══ EXTRACTED TEXT ══

The Book of Sport was issued initially by James I. It identified the need to go to church in the morning and enjoy yourself in the afternoon. Charles I reissued it in 1633. The Norton Anthology of English Literature states that Charles probably republished the text in response to William Prynne’s Histrio-Mastix.
Histrio-Mastix was subtitled the Player’s Scourge or Actor’s Tragedy. It had taken Prynne the better part of ten years to write the book which was essentially an attack on the theatre, Christmas and dancing. Prynne was not complimentary about women actors – in particular French ones and unfortunately this was taken as an insult on Henrietta Maria rather than french actresses. Prynne was hauled up in front of the Star Chamber on charges of seditious libel in 1634.

═══

TASK REQUIREMENTS:
[a] Answer these from the text on the Book of Sport:
(i) In what year did Charles I reissue the Book of Sport?
(ii) How long had it taken Prynne to write Histrio-Mastix?
(iii) On what charges was Prynne brought before the Star Chamber?
[b] From the text on the Book of Sport, copy the passage starting at "The Book of" and ending at "William Prynne’s Histrio-Mastix.", word for word.

══ SOURCE MATERIAL ══

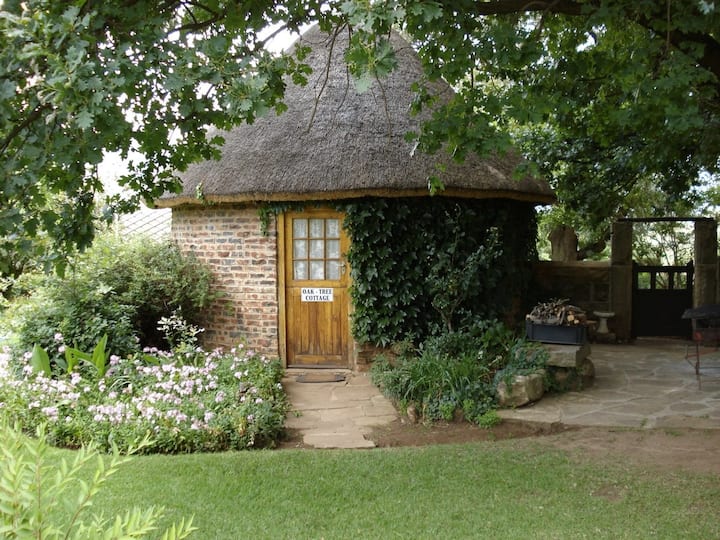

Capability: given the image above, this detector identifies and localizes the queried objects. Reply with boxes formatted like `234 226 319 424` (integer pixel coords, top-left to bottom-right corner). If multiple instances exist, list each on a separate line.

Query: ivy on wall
260 197 537 346
342 197 537 346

═══

WRITTEN RESPONSES:
[a]
(i) 1633
(ii) The better part of ten years
(iii) Seditious libel

[b]
The Book of Sport was issued initially by James I. It identified the need to go to church in the morning and enjoy yourself in the afternoon. Charles I reissued it in 1633. The Norton Anthology of English Literature states that Charles probably republished the text in response to William Prynne’s Histrio-Mastix.